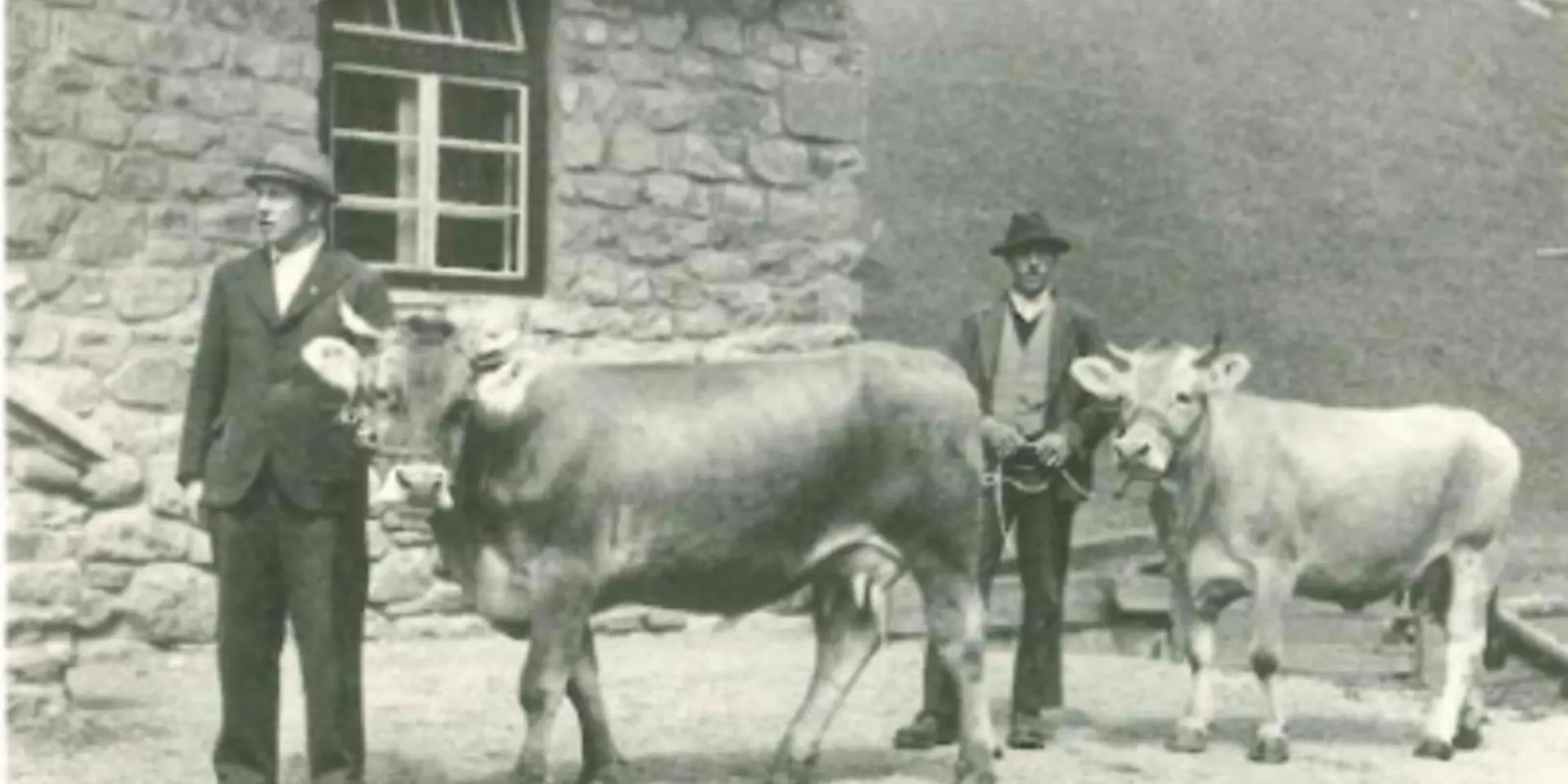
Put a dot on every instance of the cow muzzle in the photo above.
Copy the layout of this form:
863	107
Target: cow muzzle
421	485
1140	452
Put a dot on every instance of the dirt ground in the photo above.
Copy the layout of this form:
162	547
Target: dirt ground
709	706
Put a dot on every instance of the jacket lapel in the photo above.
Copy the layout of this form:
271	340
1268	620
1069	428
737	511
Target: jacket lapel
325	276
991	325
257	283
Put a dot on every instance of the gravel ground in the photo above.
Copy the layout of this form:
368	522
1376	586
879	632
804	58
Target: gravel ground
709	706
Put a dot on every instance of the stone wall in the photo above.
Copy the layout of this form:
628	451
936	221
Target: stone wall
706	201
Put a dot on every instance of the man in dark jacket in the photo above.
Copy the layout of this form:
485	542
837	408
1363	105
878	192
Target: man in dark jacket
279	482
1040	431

***

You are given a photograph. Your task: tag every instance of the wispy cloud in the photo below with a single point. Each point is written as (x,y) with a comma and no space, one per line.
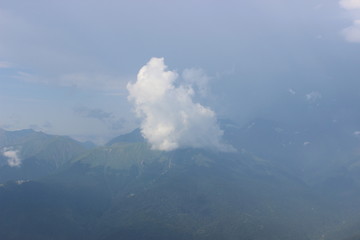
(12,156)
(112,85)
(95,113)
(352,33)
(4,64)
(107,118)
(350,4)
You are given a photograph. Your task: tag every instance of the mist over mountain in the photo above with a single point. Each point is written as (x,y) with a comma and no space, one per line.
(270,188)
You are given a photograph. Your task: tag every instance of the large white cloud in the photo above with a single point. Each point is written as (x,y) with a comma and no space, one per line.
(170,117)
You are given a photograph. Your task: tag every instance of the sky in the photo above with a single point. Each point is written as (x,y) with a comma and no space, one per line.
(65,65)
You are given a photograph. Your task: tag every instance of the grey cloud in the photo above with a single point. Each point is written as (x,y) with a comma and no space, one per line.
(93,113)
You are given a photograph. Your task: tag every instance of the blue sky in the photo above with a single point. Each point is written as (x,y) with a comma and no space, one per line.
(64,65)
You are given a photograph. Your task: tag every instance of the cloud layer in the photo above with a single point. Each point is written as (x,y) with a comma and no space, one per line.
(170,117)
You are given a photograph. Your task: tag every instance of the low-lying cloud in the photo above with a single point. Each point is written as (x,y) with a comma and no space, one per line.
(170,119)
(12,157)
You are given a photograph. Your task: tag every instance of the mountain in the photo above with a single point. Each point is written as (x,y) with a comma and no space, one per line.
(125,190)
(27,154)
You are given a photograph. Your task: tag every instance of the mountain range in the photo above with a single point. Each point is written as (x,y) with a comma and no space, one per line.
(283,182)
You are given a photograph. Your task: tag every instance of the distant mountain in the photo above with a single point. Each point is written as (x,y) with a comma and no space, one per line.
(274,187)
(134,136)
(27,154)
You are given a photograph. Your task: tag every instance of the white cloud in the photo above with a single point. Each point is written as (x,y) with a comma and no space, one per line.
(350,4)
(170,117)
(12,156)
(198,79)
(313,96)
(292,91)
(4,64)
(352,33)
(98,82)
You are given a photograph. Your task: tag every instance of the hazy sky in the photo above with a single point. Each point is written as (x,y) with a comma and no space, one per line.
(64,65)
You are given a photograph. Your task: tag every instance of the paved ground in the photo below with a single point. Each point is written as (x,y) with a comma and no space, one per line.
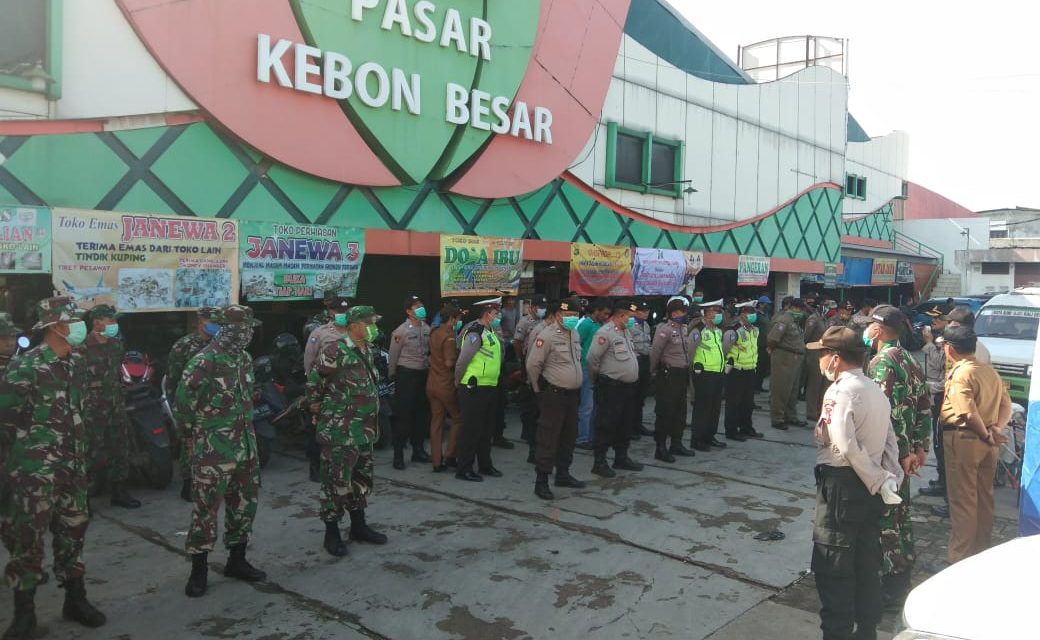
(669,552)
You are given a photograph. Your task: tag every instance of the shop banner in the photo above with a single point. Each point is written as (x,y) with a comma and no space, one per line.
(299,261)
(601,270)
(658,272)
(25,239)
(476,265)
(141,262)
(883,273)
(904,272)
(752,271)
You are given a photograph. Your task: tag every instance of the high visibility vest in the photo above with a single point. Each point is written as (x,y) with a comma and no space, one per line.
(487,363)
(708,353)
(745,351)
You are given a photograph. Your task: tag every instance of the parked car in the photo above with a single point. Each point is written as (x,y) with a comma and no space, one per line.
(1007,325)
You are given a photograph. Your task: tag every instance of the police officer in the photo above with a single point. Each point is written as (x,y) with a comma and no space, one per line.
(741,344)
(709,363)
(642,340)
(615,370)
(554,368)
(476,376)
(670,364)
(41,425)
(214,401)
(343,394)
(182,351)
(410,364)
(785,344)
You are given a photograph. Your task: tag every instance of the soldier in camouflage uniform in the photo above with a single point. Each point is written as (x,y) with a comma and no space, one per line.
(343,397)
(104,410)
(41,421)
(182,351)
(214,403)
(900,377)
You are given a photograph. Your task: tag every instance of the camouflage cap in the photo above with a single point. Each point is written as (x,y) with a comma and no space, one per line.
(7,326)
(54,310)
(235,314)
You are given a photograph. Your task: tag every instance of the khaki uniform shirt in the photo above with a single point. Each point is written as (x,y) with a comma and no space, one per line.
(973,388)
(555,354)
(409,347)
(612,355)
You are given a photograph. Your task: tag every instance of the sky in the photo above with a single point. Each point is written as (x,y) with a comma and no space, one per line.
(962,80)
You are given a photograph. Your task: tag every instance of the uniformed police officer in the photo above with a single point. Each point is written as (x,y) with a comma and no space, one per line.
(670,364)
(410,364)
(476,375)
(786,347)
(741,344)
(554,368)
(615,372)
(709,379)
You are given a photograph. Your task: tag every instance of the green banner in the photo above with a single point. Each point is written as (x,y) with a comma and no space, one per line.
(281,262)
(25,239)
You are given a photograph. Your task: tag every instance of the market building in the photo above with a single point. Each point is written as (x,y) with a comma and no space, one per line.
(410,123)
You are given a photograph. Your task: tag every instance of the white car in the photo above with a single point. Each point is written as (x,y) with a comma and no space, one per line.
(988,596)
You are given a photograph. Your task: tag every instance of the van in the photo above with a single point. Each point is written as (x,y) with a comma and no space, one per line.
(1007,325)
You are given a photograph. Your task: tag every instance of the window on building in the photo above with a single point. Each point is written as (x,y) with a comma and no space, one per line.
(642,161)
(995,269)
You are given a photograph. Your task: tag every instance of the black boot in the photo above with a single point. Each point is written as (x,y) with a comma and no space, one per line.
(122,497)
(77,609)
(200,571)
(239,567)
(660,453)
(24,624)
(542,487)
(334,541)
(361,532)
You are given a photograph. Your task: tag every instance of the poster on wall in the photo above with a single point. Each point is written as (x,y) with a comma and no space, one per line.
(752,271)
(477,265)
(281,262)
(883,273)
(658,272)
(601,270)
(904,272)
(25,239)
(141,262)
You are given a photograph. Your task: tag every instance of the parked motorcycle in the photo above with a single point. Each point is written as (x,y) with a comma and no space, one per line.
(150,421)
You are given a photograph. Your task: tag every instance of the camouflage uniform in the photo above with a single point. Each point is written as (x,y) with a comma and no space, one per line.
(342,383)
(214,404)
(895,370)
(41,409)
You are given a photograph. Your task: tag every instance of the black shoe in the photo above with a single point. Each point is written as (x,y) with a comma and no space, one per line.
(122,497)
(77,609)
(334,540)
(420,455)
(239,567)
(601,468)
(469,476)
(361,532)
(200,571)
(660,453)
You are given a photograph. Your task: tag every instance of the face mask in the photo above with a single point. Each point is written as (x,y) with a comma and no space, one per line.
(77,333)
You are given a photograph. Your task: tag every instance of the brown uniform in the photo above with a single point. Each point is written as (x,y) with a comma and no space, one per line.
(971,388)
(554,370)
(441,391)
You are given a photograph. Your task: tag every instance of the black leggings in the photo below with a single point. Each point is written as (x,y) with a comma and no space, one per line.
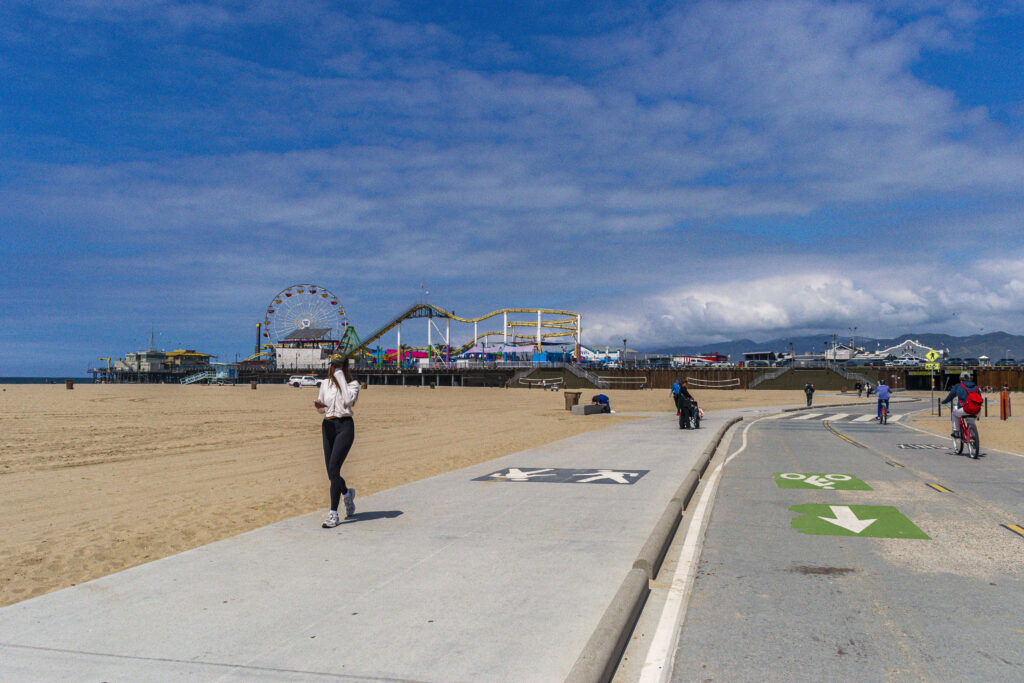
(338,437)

***

WHAT IS REQUIRED:
Of the lines above, retype only those from the line containing "Put a dot on every instance of the cow" through the line containing "Put a dot on every instance of the jacket", including both, exactly.

ANSWER FOR THE TASK:
Put a dot on every instance of the cow muzzle in the photo above.
Copy the layout of this form:
863	107
Target: cow muzzle
421	485
1140	452
Put a dot on every instance of the dirt ground in the photo above.
Copy the layout of this form:
162	547
Target: dirt ground
709	706
Put a dot on every instance of the jacket lapel in the photo above.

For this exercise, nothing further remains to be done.